== Supplied text ==
Now that my memory is refreshed, oh yes... I would let this go big time. I'm not even sure you are reflecting on the situation objectively but it wouldn't serve you well to put it on your site.


----------



## LisaF. (Jul 27, 2008)

But, see - this is the part that get's me. I am not the type to back down if I feel I am in the right.

It seems like most of you know who I am talking about - Just because this person has so much power in the miniature horse industry - why does the little guy like me - be the one to back down and say it is ok - you can treat me and other's like you just did.

The complete e-mail was rude - but, this quote bothered me the most ( I think - there was alot of them)

*Exact Quote*

I am so glad ( stallion's name inserted here) is old and tired because so are we from dealing with people like you.

To me that is a SAD Quote!


----------



## Charley (Jul 27, 2008)

But words are many times spoken and taken back or forgotton; emails do leave a trail but it is still your word against hers in the long run. You caught her at a very stressful time. Please just let it go. I know for me I don't want to know, I am only guessing and feel that she may have been at the end of a long road, had many more irons in the fire and feeling fired upon, and you were the last straw. *Not defending anyone*, just trying to understand both sides of an issue that I am not sure of. I hope you will be the bigger person and just let it go....


----------



## Minimor (Jul 27, 2008)

== Provided material ==
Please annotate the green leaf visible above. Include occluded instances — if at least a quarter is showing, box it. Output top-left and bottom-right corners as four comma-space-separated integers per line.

== To do ==
1. Answer these questions using the forum thread above.
(a) In which industry does LisaF. say the person she is talking about has so much power?
(b) What date is shown for LisaF.'s post?
(c) According to Charley, what do emails leave?
2. Translate this sentence from the forum thread into Spanish: "You caught her at a very stressful time."

== Answers per task ==
1.
(a) The miniature horse industry.
(b) Jul 27, 2008.
(c) A trail.

2. La abordaste en un momento muy estresante.